◆ TASK TO COMPLETE ◆
Please answer these short questions using the boat owner testimonials:
(a) At what speed did the boat run straight back into Galveston after the tropical depression?
(b) Which boat brands does the 27' owner who calls the boat "the most rugged and overbuilt" say they have owned?
(c) What model year is the Ocean Master 31 described under the North Charleston Police Department heading?

◆ PAGE ◆
# # # #

About 4 hours after sunrise a few clouds appeared. About an hour later all hell was breaking loose. A tropical depression had formed in the Gulf of Mexico. Seas went to 12 - 15 feet, winds exceeded 80 knots according to the people who were on the rig we pulled in behind. We kept the nose into the seas for 5 to 6 hours, till it was safe to head back into Galveston. The storm had moved a little giving us a beam sea to ride back in. We went straight in at 24 knots.

Other than getting wet from the driving rain there were no other incidents to report. Well I guess I lied, we WERE running low on Red Dog beer.

I am often asked when am I going to get another boat and I just grin at them and ask WHY?

The saying around the dock is, "I am getting a boat and it rides as good as an Ocean Master." I just smile and say OK.

The boat is coming up on 20 years age, 10 years of that were very hard fishing years and I can tell you, looking at the boat you would never guess its age. Almost all of our trips were 100 or more nautical miles. We run at night to the fishing grounds and never fear sinking the boat or any other surprises.

Even at age 56 when everyone is getting more "COMFORTABLE" boats the only thing I would trade the 31 for is a 34 Ocean Master, maybe, and I have fished a lot of boats.
Sonny M.
31' Center Console

We had to travel over 100 miles during a tropical depression - on the entire trip we saw only 3 other boats, all were much larger commercial fisherman.
27' Owner

While fishing in the islands we ran into a bad tropical storm. The waves got so big that one broke over the tower and shorted out the VHF. Somehow the boat managed to get us through safe and sound - I don't think any other 27' boat would have survived what we did.
27' Owner

My 27 is the most rugged and overbuilt boat I have ever been on, and I've owned them all - Mako, Grady White, Boston Whaler.
27' owner

As a work boat it is stable and can handle 18 - 20 foot seas and 6 - 8 inshore when salvaging and towing.
31' Owner










North Charleston Police Department​
Our boat is 1986 Ocean Master 31. She started out her life on the other side of the law being used to transport "goods" between the Bahamas and the Mainland.

# # # #

[Excerpts from point annotation data]
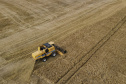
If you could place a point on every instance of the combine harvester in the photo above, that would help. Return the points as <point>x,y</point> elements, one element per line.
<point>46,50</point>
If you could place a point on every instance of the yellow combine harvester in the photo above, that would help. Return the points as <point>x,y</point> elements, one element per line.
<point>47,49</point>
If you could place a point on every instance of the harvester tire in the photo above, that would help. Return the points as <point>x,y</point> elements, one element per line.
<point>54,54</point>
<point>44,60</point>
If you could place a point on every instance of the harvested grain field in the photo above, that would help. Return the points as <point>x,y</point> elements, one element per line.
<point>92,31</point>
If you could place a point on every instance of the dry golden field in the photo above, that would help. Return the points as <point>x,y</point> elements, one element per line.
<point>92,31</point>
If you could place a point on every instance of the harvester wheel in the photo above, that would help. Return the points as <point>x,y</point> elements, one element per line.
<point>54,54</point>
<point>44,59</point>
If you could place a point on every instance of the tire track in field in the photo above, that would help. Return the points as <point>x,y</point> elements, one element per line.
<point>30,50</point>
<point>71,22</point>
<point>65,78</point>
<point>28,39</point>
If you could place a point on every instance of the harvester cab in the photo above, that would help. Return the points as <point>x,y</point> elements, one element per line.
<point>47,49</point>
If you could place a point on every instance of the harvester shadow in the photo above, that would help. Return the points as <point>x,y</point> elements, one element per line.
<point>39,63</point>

# # # #

◆ COMPLETE RESPONSE ◆
(a) 24 knots.
(b) Mako, Grady White, and Boston Whaler.
(c) 1986.